ПРЕДЛОЖЕННЫЙ ОТРЫВОК:
• • • • • • •
Александр мечтает утвердить для своей империи то же самое.
Ослабление цензурных запретов приводит к настоящей культурной оттепели. В столицах – бум на театре и в книгоиздании. Появляются многочисленные общества любителей литературы и художеств, разнообразные кружки и салоны, журналы и альманахи. Рассеянные или уничтоженные зубовским, а затем павловским деспотизмом, задавленные молчанием и самоцензурой – образованные, свободные, талантливейшие и умнейшие люди своего времени выйдут из тени и составят эпоху. Правда, как и всегда в России, самая лучшая, интересная, насыщенная эпоха окажется и самой короткой.
• • • • • • •
СОДЕРЖИМОЕ НАБОРА ДАННЫХ:
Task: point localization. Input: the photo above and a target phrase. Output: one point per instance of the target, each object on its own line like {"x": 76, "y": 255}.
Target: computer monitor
• • • • • • •
ЗАДАНИЕ 1:
Как в двух предложениях передать суть отрывка о культурной оттепели?
ЗАДАНИЕ 2:
Допишите продолжение отрывка о культурной оттепели, начиная сразу после его последней фразы.
Материал здесь никакой роли не играет.

ОТВЕТ НА ЗАДАНИЕ 1:
Ослабление цензурных запретов приводит к настоящей культурной оттепели: в столицах начинается бум в театре и книгоиздании, появляются многочисленные общества, кружки, салоны, журналы и альманахи. Образованные и талантливые люди, задавленные прежним деспотизмом, выходят из тени и составляют эпоху, но, как всегда в России, самая лучшая эпоха оказывается и самой короткой.

ОТВЕТ НА ЗАДАНИЕ 2:
Многие из литераторов, которые окружают Батюшкова в первые годы века, связаны с Вольным обществом любителей словесности, наук и художеств. Общество возникнет на волне александровской оттепели – полулюбительское, амбициозное, дружеское, домашнее. “Мы преважно собирались, – вспоминает литератор Брусилов, – читали свои сочинения, составляли протоколы заседаний и, наконец, приступили к изданию журнала…” Разные по таланту, статусу, судьбе и возрасту, новые знакомые и коллеги Константина Николаевича разделяют идеи Просвещения. Они сходятся во взглядах на главенство естественных прав человека. Для многих кумиром является Александр Радищев (что для советского литературоведения будет предлогом считать Общество чуть ли не “революционным”). Однако Общество отражает именно эклектичную пестроту и противоречивость литературных влияний начала века. В стихах Борна и Попугаева, Измайлова и Востокова откликается не только гневная радищевская муза, но и германская, и французская, и карамзинская, и ломоносовская, и даже муза русской “народности”. Между новаторами (Карамзин) и архаистами (Шишков) поэты Общества пытаются найти свой, независимый путь.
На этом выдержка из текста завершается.